With the Walker-type multianvil apparatus, it is now possible to perform experiments with pressures up to 25 GPa, considerably extending the experimental area and gaining new insights into the structural and synthetic possibilities of oxoborate chemistry. In the following, some examples from our research are presented, which can be devided into three sections: (1) the syntheses of new polymorphs of already existing ambient-pressure phases; (2) the syntheses of compounds with new compositions not attainable under ambient-pressure conditions; (3) the access to crystalline phases of borates, forming glasses under ambient-pressure conditions.

Syntheses of new polymorphs

During our high-pressure/high-temperature syntheses of new polymorphs, we discovered several new high-pressure polymorphs of known ambient-pressure oxoborates, e.g., β-MB4O7 (M = Ca, Zn, Hg),22–24χ-REBO3 (RE = Dy,Er),25 and ν-DyBO3.26 A special attention was given to the rare-earth oxoborates, which already show polymorphism at normal pressure conditions. A closer look at the meta-oxoborates RE(BO2)3 revealed the well-characterized monoclinic phases α-RE(BO2)3 (RE = La–Nd, Sm–Tb)27–29 and the orthorhombic phases β-RE(BO2)3 (RE = Tb), the latter solved by Nikelski and Schleid in 2003 for the first time.30Fig. 2 (top) shows the crystal structure of the α-type modification. These compounds are characterized by chains of tetrahedral BO4 and triangular BO3 units, running along the c axis and built up on the regular succession of BO4 tetrahedra, which share four corners with monodentate BO3 triangles.
Crystal structures of the four structure types of the rare-earth oxoborates RE(BO2)3.
_ _ _
• [PROBLEM DETAILS]:
Please copy the stretch of the oxoborate text from "With the Walker-type" through "under ambient-pressure conditions.", swapping "25 GPa" for "30 GPa".
_ _ _
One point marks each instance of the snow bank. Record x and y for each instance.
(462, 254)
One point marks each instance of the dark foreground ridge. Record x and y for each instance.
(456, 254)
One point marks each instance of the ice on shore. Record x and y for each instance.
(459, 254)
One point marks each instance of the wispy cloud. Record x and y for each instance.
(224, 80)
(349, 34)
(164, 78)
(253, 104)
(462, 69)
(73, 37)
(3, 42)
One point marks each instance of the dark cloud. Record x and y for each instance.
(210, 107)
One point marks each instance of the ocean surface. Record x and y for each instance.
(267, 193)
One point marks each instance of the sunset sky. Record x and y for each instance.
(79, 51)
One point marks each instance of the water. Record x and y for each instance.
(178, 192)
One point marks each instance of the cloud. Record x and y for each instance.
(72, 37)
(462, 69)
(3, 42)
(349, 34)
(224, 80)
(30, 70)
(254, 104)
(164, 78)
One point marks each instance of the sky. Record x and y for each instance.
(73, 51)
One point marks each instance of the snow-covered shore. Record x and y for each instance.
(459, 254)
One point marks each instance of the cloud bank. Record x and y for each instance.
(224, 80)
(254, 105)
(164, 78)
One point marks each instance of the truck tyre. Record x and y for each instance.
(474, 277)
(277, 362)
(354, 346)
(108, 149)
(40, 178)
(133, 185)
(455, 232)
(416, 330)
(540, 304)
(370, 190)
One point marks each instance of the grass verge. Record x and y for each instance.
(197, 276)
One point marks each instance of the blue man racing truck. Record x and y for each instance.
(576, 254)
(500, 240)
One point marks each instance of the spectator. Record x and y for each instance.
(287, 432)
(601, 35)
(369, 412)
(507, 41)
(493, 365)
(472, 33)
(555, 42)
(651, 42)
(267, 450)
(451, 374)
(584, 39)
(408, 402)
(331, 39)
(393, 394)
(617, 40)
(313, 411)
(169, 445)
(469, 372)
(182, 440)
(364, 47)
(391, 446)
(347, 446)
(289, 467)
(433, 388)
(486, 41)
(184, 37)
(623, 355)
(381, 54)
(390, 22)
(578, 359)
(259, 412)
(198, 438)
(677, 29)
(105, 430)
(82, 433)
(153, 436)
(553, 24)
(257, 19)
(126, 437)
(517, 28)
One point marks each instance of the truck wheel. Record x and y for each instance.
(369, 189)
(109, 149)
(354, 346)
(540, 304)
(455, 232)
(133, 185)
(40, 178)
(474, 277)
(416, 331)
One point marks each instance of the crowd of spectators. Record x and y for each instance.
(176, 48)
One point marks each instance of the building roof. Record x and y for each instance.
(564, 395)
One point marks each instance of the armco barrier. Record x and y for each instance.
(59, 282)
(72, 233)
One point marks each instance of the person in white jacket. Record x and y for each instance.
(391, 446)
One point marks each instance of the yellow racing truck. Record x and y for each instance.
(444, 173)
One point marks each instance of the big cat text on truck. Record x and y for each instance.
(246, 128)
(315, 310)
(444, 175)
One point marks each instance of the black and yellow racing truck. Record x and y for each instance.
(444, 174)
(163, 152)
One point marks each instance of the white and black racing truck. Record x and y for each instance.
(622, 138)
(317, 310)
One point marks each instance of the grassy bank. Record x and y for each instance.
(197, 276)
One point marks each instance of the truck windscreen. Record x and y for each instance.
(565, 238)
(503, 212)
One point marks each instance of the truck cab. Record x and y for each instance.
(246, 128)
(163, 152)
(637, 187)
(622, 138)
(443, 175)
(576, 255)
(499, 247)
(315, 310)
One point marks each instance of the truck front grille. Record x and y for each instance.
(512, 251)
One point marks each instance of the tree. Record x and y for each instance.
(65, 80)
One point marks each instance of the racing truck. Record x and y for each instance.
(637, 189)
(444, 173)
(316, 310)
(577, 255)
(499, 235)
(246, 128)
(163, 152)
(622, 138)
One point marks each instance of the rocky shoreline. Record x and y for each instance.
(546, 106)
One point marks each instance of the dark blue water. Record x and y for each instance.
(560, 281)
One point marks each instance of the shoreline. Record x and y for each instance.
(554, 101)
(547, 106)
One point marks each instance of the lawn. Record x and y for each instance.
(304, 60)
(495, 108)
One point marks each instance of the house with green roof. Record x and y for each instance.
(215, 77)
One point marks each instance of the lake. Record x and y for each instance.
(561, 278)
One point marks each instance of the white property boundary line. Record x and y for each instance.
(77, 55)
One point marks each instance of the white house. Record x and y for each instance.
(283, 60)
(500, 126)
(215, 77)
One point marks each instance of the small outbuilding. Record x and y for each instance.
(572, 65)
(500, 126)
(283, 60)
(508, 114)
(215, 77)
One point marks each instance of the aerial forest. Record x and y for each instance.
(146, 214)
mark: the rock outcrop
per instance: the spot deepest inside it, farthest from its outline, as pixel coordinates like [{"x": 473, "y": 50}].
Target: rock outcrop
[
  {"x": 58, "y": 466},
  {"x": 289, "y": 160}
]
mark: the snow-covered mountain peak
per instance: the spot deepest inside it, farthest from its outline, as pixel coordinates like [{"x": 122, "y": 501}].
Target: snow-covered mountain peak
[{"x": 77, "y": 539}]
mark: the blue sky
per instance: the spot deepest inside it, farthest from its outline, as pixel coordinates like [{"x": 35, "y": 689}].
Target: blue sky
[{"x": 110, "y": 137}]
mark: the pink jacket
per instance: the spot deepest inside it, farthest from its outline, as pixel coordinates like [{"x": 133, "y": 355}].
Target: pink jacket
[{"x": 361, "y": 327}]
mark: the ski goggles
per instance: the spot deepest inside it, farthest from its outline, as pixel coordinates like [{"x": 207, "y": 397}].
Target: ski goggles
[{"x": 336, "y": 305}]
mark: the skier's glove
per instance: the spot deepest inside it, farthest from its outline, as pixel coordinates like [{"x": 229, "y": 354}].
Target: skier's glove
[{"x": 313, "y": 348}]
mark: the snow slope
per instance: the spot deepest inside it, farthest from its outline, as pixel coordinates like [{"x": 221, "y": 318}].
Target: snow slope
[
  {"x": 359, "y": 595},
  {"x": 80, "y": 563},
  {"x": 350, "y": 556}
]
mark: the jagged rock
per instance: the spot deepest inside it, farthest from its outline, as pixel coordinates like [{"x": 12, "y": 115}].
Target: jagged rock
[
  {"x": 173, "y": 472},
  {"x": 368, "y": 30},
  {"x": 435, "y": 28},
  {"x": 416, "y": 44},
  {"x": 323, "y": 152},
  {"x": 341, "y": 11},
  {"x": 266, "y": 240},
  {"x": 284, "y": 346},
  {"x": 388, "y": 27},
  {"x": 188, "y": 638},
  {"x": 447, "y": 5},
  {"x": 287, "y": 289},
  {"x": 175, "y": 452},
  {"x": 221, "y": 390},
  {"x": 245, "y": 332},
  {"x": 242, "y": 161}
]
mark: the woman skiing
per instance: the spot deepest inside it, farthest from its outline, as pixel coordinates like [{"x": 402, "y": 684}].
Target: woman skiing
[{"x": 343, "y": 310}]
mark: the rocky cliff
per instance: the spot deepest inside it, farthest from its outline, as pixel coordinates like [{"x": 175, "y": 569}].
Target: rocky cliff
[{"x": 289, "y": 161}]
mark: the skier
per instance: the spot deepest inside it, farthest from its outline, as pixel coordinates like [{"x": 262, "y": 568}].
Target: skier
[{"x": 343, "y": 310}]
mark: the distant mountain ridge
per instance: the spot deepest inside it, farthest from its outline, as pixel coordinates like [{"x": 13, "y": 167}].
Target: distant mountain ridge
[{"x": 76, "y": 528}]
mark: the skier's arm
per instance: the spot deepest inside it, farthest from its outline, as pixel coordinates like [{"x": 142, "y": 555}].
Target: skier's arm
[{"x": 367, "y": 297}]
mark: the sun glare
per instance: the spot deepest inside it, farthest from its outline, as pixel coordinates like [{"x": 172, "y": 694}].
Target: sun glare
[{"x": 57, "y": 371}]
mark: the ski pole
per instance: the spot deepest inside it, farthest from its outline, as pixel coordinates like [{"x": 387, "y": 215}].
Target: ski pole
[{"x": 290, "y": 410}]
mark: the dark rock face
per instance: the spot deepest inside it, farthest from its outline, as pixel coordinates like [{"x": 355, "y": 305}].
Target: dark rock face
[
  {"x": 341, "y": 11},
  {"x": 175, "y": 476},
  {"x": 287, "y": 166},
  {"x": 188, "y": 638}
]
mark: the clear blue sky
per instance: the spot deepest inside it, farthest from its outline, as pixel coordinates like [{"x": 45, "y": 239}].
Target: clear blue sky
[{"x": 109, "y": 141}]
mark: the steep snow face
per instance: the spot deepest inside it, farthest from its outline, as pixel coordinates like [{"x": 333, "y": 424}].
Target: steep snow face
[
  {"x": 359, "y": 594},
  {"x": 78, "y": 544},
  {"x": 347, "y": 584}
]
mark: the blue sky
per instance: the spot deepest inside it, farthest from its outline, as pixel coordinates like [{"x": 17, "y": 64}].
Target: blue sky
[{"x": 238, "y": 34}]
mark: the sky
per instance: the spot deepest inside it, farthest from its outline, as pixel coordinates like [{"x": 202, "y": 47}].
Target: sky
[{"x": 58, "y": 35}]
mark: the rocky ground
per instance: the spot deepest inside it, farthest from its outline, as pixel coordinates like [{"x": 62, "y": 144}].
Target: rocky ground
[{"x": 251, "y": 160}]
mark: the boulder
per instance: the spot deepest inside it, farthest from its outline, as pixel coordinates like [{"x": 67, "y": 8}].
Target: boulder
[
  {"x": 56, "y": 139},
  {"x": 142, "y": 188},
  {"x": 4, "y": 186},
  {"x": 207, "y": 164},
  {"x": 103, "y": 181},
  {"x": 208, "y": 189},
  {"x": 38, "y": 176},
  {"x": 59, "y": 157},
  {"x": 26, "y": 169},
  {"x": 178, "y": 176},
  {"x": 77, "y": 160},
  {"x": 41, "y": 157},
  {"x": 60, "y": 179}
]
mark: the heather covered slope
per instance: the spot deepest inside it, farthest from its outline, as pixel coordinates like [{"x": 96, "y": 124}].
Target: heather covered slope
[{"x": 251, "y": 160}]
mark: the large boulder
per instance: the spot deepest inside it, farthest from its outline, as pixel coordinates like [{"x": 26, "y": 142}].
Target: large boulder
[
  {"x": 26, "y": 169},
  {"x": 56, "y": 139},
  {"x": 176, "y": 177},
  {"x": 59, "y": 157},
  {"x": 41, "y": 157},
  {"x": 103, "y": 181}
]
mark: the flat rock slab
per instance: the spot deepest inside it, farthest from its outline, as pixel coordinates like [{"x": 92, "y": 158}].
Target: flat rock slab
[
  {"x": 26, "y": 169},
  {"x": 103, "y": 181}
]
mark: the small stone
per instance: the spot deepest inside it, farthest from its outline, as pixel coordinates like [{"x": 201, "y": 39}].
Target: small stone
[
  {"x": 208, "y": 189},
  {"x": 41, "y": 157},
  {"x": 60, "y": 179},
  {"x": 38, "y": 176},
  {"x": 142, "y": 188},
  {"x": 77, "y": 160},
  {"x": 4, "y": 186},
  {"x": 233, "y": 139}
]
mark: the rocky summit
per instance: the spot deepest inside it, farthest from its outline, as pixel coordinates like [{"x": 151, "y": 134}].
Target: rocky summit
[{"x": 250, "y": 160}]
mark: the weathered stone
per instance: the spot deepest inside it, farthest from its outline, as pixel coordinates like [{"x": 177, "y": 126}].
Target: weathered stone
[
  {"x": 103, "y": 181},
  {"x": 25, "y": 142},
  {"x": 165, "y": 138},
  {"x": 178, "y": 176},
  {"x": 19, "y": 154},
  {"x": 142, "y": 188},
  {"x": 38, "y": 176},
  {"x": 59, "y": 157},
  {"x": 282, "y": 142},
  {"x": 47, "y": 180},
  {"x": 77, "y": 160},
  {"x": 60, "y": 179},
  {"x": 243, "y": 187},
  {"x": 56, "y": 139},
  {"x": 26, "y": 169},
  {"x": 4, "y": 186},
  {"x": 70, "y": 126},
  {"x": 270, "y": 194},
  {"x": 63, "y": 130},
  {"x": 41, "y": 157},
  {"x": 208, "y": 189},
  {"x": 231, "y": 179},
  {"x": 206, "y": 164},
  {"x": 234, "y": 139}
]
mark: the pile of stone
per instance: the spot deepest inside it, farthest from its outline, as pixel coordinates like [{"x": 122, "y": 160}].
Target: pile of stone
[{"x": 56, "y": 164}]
_ _ _
• [SOLUTION FOR THIS EXERCISE]:
With the Walker-type multianvil apparatus, it is now possible to perform experiments with pressures up to 30 GPa, considerably extending the experimental area and gaining new insights into the structural and synthetic possibilities of oxoborate chemistry. In the following, some examples from our research are presented, which can be devided into three sections: (1) the syntheses of new polymorphs of already existing ambient-pressure phases; (2) the syntheses of compounds with new compositions not attainable under ambient-pressure conditions; (3) the access to crystalline phases of borates, forming glasses under ambient-pressure conditions.